▶ [Work required] Exactly as they stand, the data below are to be printed again.

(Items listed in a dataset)
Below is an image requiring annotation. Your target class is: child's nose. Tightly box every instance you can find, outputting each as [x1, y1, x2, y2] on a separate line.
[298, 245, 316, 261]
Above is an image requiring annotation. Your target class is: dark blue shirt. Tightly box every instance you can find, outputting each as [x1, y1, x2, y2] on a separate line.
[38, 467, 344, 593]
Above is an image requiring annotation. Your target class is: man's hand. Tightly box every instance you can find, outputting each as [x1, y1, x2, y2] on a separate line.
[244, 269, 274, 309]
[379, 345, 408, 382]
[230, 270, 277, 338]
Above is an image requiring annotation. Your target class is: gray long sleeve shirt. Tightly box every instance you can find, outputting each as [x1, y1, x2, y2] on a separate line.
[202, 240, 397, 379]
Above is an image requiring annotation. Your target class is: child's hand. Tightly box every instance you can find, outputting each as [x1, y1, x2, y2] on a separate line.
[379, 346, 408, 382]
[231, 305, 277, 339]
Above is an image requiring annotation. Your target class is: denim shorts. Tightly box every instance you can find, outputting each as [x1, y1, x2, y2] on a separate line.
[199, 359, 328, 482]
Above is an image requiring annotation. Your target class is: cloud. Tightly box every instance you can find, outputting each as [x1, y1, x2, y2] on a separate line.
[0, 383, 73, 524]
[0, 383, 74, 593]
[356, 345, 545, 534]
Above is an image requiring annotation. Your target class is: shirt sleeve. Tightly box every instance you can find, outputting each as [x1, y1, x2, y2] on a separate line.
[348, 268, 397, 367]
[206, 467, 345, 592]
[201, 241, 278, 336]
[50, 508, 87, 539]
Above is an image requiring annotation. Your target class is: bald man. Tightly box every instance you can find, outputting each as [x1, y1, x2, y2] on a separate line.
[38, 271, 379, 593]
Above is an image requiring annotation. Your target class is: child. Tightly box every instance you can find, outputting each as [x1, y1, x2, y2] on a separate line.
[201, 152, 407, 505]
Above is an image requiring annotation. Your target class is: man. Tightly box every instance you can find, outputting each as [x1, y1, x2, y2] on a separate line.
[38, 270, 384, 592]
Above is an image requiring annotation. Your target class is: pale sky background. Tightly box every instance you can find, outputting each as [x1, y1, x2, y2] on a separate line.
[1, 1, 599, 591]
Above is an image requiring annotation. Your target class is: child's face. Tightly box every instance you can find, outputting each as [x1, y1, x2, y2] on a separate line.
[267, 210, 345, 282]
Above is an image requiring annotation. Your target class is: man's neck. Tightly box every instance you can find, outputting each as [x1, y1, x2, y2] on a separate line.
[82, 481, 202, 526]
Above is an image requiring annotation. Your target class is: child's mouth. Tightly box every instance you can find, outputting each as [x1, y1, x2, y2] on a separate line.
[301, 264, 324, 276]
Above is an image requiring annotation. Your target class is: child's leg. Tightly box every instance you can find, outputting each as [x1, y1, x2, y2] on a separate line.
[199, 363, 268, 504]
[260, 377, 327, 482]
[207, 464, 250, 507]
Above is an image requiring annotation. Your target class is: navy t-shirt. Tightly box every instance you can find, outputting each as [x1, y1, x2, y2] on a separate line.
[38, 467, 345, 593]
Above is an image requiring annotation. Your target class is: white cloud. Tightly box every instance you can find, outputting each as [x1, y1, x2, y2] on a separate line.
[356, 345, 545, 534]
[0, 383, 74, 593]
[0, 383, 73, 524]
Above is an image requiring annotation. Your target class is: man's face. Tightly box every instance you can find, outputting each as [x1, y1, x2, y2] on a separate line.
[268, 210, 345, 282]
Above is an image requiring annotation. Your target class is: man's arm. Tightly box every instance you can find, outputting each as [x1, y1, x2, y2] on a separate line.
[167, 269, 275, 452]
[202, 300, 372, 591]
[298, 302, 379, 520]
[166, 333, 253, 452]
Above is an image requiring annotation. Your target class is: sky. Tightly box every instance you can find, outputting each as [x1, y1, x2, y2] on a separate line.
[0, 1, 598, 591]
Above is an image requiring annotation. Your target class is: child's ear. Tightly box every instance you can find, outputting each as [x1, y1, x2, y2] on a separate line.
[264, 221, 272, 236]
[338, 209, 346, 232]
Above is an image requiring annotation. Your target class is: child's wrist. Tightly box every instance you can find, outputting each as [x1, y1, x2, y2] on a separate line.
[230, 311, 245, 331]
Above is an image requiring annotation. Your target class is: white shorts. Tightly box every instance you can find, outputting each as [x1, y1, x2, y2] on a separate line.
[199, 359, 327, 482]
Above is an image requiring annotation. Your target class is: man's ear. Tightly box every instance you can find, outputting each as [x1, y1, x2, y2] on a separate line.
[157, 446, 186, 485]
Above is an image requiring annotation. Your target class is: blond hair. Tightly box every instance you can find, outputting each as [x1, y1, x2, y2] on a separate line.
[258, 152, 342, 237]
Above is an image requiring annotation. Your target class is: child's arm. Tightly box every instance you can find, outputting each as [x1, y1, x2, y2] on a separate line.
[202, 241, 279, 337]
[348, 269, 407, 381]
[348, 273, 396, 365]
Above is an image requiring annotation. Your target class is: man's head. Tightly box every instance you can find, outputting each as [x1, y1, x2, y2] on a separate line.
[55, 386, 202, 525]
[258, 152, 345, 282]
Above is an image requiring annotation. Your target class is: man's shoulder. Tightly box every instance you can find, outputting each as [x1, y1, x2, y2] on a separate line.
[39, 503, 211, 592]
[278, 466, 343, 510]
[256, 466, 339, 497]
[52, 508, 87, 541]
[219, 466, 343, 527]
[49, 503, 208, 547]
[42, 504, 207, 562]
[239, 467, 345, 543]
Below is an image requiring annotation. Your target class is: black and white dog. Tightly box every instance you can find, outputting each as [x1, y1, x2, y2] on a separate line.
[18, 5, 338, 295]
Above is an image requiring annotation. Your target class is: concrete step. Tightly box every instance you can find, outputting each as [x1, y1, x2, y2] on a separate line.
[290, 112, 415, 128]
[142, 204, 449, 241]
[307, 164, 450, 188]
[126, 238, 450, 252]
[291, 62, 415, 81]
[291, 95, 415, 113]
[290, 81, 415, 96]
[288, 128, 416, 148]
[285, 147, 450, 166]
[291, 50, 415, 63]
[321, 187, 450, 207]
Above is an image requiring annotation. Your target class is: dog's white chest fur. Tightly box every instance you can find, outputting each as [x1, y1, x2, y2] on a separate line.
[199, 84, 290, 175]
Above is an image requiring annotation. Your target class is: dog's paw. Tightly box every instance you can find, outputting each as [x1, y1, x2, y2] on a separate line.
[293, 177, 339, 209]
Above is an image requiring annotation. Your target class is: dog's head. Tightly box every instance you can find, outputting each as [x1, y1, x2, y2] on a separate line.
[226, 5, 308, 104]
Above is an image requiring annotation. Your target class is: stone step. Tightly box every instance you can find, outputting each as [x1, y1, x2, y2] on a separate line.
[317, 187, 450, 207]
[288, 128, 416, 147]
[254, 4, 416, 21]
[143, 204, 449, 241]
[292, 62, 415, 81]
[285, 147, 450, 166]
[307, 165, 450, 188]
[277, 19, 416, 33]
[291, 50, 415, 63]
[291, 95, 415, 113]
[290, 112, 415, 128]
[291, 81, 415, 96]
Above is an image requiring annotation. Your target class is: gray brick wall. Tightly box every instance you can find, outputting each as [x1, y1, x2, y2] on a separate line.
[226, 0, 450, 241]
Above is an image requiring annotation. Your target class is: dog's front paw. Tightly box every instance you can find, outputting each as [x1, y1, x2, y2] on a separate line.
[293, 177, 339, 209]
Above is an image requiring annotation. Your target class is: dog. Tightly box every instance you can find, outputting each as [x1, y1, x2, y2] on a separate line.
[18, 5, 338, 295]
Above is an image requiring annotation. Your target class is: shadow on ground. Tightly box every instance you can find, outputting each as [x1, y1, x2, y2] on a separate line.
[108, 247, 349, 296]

▶ [Answer to this problem]
Below is an image requiring annotation. Your target class is: child's nose. Tightly box every instance you can find, outputting each as [x1, y1, x2, y2] on a separate line.
[298, 245, 316, 261]
Above is an image requiring annotation. Your target class is: dark blue shirt. Tightly box every instance you can find, outputting each as [x1, y1, x2, y2] on a separate line.
[38, 467, 344, 593]
Above is an image requiring annotation. Your target class is: man's hand. Tightly box every instance you can find, outputting each as [x1, y1, x2, y2] on a separate line.
[244, 269, 274, 309]
[379, 345, 408, 382]
[230, 270, 277, 338]
Above is an image requiring annotation. Your target class is: gray long sleeve shirt. Tightly box every instance you can find, outputting each as [x1, y1, x2, y2] on a separate line.
[202, 240, 397, 379]
Above is an image requiring annotation. Your target class is: child's hand. Tightly box every instance you can find, outputting each as [x1, y1, x2, y2] on a separate line.
[379, 346, 408, 382]
[231, 305, 277, 339]
Above is an image requiring annotation. Your target class is: denim shorts. Tightly box every instance you can find, outputting each as [x1, y1, x2, y2] on a separate line.
[199, 359, 328, 482]
Above is an image requiring annotation. Your target class is: cloud. Tightly box every instance you can find, outputting each as [x1, y1, x2, y2] on a separate line.
[0, 383, 73, 524]
[0, 383, 74, 593]
[356, 345, 545, 534]
Above is an image requiring annotation. Your target class is: shirt sleeve. Tightly box every instance you can find, outputting each as [x1, y1, x2, y2] on a separate line.
[348, 268, 397, 367]
[206, 467, 345, 592]
[201, 241, 278, 336]
[50, 508, 87, 539]
Above is an image requiring annotation. Your target class is: bald man. Tightly box every instance you can find, outputting each as [x1, y1, x2, y2] on a separate line.
[38, 271, 379, 593]
Above is an image requiring annotation. Your target class is: child. Tightly box every instance you can find, outputting each as [x1, y1, x2, y2] on a separate line.
[201, 152, 407, 505]
Above is an image requiring annotation. Your target class is: man. Tightly box every instance you can find, outputting each as [x1, y1, x2, y2] on a separate line.
[38, 270, 384, 592]
Above is an image requiring annotation. Your target class is: pale sky background. Tightly box every instance you can find, outputting each as [x1, y1, x2, y2] on a separate line.
[1, 1, 599, 591]
Above is an image requiring annotation. Your target class is: child's face. Tightly box every instance you can find, outputting each as [x1, y1, x2, y2] on a separate line.
[267, 210, 345, 282]
Above is an image requiring annotation. Your target class is: man's neck. Tightly box every instance you can find, outputting each as [x1, y1, x2, y2] on a separate line.
[82, 481, 202, 526]
Above is an image requiring annotation. Your target class is: child's mouth. Tightly box every instance you can find, outputting each as [x1, y1, x2, y2] on a separate line.
[301, 264, 324, 276]
Above is an image requiring annotation. Your target class is: child's leg. Tightly box every instance you can find, outputting each as [x1, y1, x2, y2] on a separate line.
[199, 363, 268, 504]
[260, 377, 327, 482]
[207, 464, 250, 507]
Above is an image requiring annotation. Your target class is: navy t-shirt. Tightly box every instance you can find, outputting each as [x1, y1, x2, y2] on a separate line.
[38, 467, 345, 593]
Above is an image requiring annotation. Your target class is: white cloud. Tightly box every instance you can find, outputting each as [x1, y1, x2, y2] on a separate line.
[356, 345, 545, 534]
[0, 383, 74, 593]
[0, 383, 73, 524]
Above is an image requiring annotation. Your target class is: man's face. Tightly box every instance you can find, outputting each as [x1, y1, x2, y2] on a separate line.
[268, 210, 345, 282]
Above is an image requiring annotation. Your target class is: man's arm. Tightly box every instance you can find, outputting each as [x1, y1, x2, y2] on a separate line.
[167, 269, 275, 452]
[202, 300, 372, 591]
[298, 302, 379, 520]
[166, 333, 253, 452]
Above is an image requiring annotation. Your target class is: sky. Tightly box every instance you can find, outputting each as [x1, y1, x2, y2] on a separate line.
[0, 1, 598, 591]
Above is an image requiring annotation. Your target class is: child's ear. Tightly box every instance you can find, outputting each as [x1, y1, x2, y2] on a separate line.
[264, 221, 272, 236]
[338, 209, 346, 232]
Above is an image requiring annotation. Your target class is: child's wrist. Tightly box every instance you can find, outputting each as [x1, y1, x2, y2] on a separate line.
[230, 311, 245, 331]
Above is an image requiring annotation. Your target class is: white shorts. Tightly box every instance you can find, outputting each as [x1, y1, x2, y2] on a separate line.
[199, 359, 327, 482]
Above is an image requiring annotation. Your target class is: man's ear. Tightly box every instance you can find, outputting each as [x1, y1, x2, y2] on a separate line.
[157, 446, 186, 485]
Above is an image requiring annotation. Your target class is: blond hair. Tightly box every instance you can find, outputting each as [x1, y1, x2, y2] on a separate line.
[258, 152, 342, 237]
Above is an image requiring annotation. Your target class is: child's arm. Tightly box every instance you can find, outputting each as [x1, y1, x2, y2] on a separate line.
[202, 241, 279, 337]
[348, 269, 407, 381]
[348, 273, 396, 365]
Above is an image requiring annotation. Your target class is: man's head. Tightly box every instance you can find, outputting each as [x1, y1, x2, y2] on a separate line.
[55, 386, 202, 525]
[258, 152, 345, 282]
Above is an image requiring annotation. Your target class is: man's shoulder. Tightly box every instance you can find, outputting each as [x1, y1, x2, y2] on a separate line.
[39, 503, 211, 592]
[278, 466, 343, 510]
[256, 466, 339, 497]
[52, 508, 87, 541]
[219, 466, 343, 527]
[49, 503, 208, 547]
[42, 504, 207, 562]
[239, 467, 345, 543]
Below is an image requiring annotation. Your target class is: black and white dog. Tightly box every instance you can find, outputting each as [x1, y1, x2, y2] on a separate line.
[18, 5, 338, 295]
Above is an image requiring annotation. Your target class is: concrete step. Tightly box every instance you can find, outputting each as [x1, y1, x2, y2] on a separate line.
[290, 112, 415, 128]
[142, 204, 449, 241]
[307, 164, 450, 188]
[126, 238, 450, 252]
[291, 62, 415, 81]
[291, 95, 415, 113]
[290, 81, 415, 96]
[288, 128, 416, 148]
[285, 147, 450, 166]
[291, 50, 415, 63]
[321, 187, 450, 207]
Above is an image requiring annotation. Your target class is: dog's white chest fur. Tightly box every instance you can find, outputting each as [x1, y1, x2, y2] on a separate line.
[199, 84, 290, 175]
Above is an image requiring annotation. Your target class is: dog's paw. Tightly box every instance you can find, outputting each as [x1, y1, x2, y2] on a separate line.
[293, 177, 339, 209]
Above is an image requiring annotation. Your target class is: dog's head. Tightly box every instance you can find, outputting each as [x1, y1, x2, y2] on a separate line.
[226, 5, 308, 104]
Above is an image requiring annotation. Your target class is: stone step. Tightly box every instance you can find, outputting each as [x1, y1, x2, y2] on a separate line.
[317, 187, 450, 207]
[288, 128, 416, 147]
[254, 4, 416, 21]
[143, 204, 449, 241]
[292, 62, 415, 81]
[285, 147, 450, 166]
[307, 165, 450, 188]
[277, 19, 416, 33]
[291, 50, 415, 63]
[291, 95, 415, 113]
[290, 112, 415, 128]
[291, 81, 415, 96]
Above is an image requiring annotation. Your target class is: gray brick wall. Tightly box every instance you can find, outputting each as [x1, y1, x2, y2] on a separate line.
[226, 0, 450, 241]
Above is an image requiring annotation. Your target class is: dog's front paw. Tightly box every instance you can find, outputting each as [x1, y1, x2, y2] on a separate line.
[293, 177, 339, 209]
Above is an image requiring annotation. Your target class is: dog. Tightly box every instance you can find, outputting each as [x1, y1, x2, y2] on a separate line.
[18, 5, 338, 295]
Above is an image requiring annotation. Your target class is: shadow on ground. Tightly box every instance you can find, outputting each as [x1, y1, x2, y2] on a separate line.
[108, 247, 349, 296]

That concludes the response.